• SOURCE RECORDS:
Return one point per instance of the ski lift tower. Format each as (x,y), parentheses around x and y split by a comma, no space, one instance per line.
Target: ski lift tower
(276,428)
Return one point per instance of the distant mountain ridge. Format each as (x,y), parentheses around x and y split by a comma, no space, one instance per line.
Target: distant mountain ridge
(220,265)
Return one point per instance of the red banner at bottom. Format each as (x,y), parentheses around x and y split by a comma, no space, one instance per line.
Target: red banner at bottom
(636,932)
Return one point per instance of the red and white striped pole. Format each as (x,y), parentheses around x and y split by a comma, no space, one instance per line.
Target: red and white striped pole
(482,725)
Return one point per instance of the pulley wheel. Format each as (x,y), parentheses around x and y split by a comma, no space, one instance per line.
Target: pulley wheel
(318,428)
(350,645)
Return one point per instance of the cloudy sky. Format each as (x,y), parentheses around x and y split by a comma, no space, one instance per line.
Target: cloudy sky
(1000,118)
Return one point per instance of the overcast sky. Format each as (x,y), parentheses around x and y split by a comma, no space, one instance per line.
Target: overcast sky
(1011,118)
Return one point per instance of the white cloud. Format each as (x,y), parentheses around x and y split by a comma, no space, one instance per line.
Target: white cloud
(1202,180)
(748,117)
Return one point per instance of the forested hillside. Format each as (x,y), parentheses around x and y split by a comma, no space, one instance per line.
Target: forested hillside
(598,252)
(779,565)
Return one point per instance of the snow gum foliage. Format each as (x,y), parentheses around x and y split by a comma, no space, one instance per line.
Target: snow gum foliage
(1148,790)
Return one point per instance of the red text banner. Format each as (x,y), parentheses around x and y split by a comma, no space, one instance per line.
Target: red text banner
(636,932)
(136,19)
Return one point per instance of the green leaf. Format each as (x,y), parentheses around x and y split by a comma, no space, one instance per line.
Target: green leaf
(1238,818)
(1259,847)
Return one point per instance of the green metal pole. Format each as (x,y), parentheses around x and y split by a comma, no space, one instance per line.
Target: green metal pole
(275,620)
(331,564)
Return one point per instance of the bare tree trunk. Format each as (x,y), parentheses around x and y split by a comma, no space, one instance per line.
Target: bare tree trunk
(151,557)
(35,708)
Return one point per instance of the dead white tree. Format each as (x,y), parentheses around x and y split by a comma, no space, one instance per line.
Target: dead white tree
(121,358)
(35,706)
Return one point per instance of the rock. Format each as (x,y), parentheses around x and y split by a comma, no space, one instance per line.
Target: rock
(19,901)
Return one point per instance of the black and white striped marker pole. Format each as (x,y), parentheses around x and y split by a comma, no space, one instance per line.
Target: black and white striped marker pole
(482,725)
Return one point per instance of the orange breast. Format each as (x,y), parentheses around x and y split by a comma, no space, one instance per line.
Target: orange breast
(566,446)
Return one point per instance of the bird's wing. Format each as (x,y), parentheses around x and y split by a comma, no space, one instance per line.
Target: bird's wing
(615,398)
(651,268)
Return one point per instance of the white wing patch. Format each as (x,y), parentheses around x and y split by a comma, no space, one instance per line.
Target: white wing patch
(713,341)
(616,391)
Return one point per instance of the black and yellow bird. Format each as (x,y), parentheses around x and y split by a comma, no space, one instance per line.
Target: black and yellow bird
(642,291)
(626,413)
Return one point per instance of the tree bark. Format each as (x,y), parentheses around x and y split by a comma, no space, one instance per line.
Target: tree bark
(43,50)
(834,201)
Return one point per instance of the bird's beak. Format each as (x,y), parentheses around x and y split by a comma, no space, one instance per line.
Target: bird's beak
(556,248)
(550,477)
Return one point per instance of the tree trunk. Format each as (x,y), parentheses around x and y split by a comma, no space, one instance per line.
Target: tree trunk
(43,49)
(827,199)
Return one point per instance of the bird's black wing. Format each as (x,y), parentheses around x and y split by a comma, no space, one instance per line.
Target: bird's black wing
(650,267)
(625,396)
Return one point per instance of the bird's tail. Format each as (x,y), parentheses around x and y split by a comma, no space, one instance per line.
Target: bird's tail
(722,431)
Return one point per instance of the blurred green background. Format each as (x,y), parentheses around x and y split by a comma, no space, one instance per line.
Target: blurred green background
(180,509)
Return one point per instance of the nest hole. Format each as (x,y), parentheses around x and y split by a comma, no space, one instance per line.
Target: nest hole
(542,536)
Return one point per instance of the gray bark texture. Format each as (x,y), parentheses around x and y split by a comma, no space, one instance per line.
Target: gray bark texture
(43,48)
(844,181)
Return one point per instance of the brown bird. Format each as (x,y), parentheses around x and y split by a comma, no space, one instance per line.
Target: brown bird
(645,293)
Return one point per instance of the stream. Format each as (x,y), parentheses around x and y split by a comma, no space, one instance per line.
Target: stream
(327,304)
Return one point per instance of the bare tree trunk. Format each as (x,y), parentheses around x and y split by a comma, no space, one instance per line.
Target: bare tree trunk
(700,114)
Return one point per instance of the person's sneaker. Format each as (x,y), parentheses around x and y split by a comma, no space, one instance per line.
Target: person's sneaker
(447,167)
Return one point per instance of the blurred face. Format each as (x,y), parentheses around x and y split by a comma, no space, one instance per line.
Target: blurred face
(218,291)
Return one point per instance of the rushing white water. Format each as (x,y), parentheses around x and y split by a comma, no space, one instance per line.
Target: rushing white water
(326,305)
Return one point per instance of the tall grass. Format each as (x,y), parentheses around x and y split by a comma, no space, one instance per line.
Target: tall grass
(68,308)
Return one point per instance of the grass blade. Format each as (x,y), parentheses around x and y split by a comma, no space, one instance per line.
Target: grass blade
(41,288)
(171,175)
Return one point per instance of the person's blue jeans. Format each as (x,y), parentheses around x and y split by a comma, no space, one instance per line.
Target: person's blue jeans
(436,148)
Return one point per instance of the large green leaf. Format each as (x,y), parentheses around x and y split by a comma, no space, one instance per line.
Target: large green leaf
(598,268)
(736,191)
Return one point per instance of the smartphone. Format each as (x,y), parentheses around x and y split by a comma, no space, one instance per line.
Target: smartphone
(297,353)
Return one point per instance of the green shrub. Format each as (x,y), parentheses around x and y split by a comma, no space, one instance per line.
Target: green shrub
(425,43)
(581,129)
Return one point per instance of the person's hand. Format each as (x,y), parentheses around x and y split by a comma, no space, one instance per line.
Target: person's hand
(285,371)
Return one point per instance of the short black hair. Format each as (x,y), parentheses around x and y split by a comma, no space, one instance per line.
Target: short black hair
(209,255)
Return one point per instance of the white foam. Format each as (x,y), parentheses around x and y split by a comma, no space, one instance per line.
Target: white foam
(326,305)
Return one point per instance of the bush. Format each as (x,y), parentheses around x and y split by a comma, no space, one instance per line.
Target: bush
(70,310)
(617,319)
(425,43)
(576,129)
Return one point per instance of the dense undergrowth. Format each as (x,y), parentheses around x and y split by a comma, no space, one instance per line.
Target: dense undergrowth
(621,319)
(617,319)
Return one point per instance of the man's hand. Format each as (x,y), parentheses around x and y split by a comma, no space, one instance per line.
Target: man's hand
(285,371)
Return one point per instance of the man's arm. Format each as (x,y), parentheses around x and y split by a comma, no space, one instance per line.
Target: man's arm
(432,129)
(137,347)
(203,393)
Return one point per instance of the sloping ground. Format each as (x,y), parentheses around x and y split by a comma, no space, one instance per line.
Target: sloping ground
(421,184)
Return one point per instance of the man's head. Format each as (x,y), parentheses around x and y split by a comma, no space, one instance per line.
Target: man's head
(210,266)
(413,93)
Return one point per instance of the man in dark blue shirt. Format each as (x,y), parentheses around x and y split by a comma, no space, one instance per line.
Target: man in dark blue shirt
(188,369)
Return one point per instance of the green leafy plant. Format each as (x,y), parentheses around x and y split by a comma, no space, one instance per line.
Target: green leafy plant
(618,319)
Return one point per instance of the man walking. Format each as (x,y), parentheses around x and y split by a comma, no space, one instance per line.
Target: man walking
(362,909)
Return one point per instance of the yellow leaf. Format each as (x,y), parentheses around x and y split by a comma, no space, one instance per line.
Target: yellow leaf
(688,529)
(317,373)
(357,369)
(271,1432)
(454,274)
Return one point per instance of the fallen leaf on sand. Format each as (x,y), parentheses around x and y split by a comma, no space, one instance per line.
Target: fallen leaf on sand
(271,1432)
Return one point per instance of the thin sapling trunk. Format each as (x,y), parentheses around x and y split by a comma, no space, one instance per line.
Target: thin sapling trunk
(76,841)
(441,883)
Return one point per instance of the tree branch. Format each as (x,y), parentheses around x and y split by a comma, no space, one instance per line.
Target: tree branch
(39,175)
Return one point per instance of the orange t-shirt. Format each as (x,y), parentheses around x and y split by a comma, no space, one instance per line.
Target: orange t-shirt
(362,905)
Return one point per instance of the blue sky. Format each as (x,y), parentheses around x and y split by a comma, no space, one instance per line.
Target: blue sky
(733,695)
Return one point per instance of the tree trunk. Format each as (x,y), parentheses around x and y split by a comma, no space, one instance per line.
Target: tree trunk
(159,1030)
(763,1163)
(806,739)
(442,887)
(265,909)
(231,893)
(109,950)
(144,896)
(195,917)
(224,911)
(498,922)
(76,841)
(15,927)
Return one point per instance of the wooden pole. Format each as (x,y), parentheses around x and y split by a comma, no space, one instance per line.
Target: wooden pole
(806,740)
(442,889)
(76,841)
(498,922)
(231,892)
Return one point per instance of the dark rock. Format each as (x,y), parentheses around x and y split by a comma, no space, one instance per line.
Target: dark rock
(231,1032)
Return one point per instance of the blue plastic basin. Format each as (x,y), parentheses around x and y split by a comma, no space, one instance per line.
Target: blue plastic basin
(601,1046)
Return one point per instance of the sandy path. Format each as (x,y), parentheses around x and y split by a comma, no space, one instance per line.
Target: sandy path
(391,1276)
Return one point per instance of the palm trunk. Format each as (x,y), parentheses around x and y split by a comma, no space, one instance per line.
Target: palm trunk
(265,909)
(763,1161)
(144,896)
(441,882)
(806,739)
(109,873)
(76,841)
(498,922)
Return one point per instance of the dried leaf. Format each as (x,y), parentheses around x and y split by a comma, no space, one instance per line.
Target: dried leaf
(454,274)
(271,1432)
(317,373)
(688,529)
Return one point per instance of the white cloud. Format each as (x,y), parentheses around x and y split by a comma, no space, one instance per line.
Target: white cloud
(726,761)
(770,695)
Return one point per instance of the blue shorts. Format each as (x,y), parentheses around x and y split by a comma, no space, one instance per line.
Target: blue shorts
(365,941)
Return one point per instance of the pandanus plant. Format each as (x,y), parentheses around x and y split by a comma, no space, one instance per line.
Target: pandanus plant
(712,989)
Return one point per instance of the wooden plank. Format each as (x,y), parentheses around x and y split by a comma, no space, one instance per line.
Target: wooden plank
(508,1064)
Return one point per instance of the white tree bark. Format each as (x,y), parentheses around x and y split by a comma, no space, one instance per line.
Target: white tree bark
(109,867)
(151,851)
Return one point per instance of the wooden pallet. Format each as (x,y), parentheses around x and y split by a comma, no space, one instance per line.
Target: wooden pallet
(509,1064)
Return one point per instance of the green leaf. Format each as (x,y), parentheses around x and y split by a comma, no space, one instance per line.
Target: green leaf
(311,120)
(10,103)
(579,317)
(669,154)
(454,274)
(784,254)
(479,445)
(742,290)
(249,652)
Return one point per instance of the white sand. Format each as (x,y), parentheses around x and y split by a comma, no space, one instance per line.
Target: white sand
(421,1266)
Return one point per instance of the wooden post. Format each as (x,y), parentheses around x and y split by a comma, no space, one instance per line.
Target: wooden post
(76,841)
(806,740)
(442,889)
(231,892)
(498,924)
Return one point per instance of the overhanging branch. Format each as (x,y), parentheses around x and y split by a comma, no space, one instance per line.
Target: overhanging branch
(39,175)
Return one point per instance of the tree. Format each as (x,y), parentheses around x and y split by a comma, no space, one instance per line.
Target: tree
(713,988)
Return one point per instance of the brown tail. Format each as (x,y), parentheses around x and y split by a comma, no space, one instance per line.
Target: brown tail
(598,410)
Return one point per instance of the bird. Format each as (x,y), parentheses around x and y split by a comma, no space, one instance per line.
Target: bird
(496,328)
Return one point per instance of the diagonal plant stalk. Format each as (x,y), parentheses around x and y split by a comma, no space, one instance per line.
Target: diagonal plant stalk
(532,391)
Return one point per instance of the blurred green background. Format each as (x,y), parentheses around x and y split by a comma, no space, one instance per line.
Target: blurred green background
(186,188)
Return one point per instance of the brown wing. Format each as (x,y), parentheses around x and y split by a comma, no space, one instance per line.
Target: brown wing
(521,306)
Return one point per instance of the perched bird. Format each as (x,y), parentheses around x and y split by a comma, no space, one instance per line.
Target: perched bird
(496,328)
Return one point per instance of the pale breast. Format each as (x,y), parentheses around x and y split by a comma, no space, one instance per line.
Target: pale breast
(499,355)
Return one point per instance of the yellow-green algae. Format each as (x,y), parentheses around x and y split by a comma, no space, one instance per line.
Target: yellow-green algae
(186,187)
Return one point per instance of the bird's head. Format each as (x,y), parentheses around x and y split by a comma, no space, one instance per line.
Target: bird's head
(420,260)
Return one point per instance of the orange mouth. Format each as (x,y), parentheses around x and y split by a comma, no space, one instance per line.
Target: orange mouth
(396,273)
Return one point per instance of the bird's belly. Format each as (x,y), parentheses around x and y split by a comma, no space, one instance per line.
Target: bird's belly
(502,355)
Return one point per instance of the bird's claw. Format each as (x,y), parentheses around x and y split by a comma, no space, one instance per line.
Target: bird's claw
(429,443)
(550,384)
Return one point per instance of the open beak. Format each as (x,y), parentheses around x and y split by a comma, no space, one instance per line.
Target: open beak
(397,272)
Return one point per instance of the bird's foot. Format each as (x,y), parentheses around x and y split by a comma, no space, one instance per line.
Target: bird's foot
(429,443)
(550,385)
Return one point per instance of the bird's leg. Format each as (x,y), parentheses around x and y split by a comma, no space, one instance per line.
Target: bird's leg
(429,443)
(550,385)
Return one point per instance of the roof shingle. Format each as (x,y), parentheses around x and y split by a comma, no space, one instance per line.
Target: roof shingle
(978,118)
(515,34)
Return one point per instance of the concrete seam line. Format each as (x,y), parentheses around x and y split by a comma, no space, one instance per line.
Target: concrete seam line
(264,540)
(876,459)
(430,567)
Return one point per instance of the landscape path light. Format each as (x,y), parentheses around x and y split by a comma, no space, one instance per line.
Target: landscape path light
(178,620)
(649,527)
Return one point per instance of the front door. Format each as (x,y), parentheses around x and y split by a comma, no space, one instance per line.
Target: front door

• WRITTEN EXERCISE: Retype, exactly and only, the lines running from the one with "Return one point per instance of the concrete" through the final line of the listing above.

• RESPONSE FOR THIS EXERCISE:
Return one point per instance of the concrete seam line. Format each as (x,y), parentheses around x and y split by a comma, no space, one instance per line.
Target: concrete seam line
(264,540)
(876,459)
(430,567)
Return one point per instance of the landscape path light. Format each as (x,y), parentheses around x and y split by a comma, no space, one instance per line.
Target: landscape path light
(178,620)
(649,527)
Return one point per instance of the front door. Format each as (x,y), parentheses around x and y split by a comma, no space, one instance per line.
Target: front door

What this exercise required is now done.